Extrait choisi:
La reconnaissance des émotions est intégrée au pré-test quantitatif Link(TM) (une BDD de plus de 60 000 pré-tests). La méthode s'appuie sur la thèse de Darwin : l'expression faciale est difficile à cerner chez l'homme car, contrairement au primate, il a tendance à masquer ses expressions. A la fin des années 60, Paul Ekman, psychologue américain (auteur entre autres de l'ouvrage traduit en Français "Je sais que vous mentez") a codifié un certains nombre d'émotions faciales.
Le principe mis en place par Millward Brown est simple : la mesure les émotions se fait à partir d'une webcam, couplée à un logiciel. Pour valider un test, il faut un minimum de 70 personnes (sur environ 150 pour le test) qui acceptent d'être filmées Les images du visage, étudiées sur deux passages du sport publicitaire permettent de donner des indicateurs sur l'intensité émotionnelle, la polarité des émotions, l'attention soutenue ou pas et de mesurer la joie, la surprise... "Le sourire est bien sûr très important : on sourit 35 fois par jour et il existe une cinquantaine de sourires différents exprimant de multiples émotions (joie, satisfaction, surprise...), rappelle Pierre Gomy. La technique du facial coding va plus loin que le simple déclaratif. "Elle permet d'accroître le pouvoir prédictif des tests publicitaires car elle rajoute un élément essentiel dans la prise de décision : l'émotion", résume Pierre Gomy en ajoutant : "une publicité est un parcours émotionnel plus qu'une émotion. La clé de succès d'un spot publicitaire est de finir sur une émotion positive". Les émotions sont classées dans trois grandes catégories : l'expressivité (plus le visage est expressif, plus le consommateur est engagé), la "valence" (nombre et force des signes positifs du visage vs négatifs), et l'attention (combien de temps on regarde vraiment la publicité).
Exemple de la publicité "Seduction " Fiat 500 aux Etats-Unis : un spot mettant en scène un homme attiré par le top model Catrinel Menghia qui, au moment du baiser, disparaît pour laisser place à la Fiat Abarth. En déclaratif, les femmes ont trouvé la pub sexiste alors que les hommes l'ont aimée. Mais surprise lors du test "émotionnel", les femmes ont davantage ri que les hommes et l'intérêt de ces derniers a baissé pendant la durée du film.

Consigne: Modifiez le passage de l'extrait sur la reconnaissance des émotions qui va de « La reconnaissance des » jusqu'à « nombre d'émotions faciales. » en y remplaçant « psychologue » par « chercheur », puis donnez-le en entier. Les données qui suivent constituent un matériau distinct de l'extrait.

Données disponibles:
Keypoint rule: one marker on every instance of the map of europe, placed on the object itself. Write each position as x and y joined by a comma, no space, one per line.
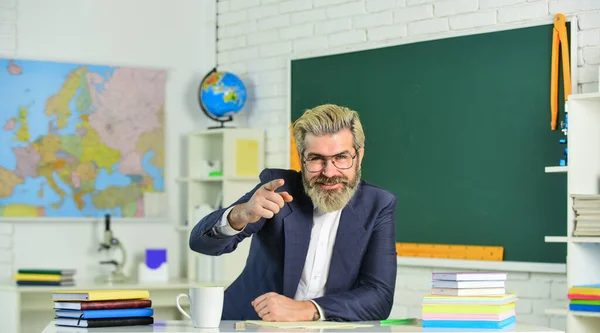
79,140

Résultat:
La reconnaissance des émotions est intégrée au pré-test quantitatif Link(TM) (une BDD de plus de 60 000 pré-tests). La méthode s'appuie sur la thèse de Darwin : l'expression faciale est difficile à cerner chez l'homme car, contrairement au primate, il a tendance à masquer ses expressions. A la fin des années 60, Paul Ekman, chercheur américain (auteur entre autres de l'ouvrage traduit en Français "Je sais que vous mentez") a codifié un certains nombre d'émotions faciales.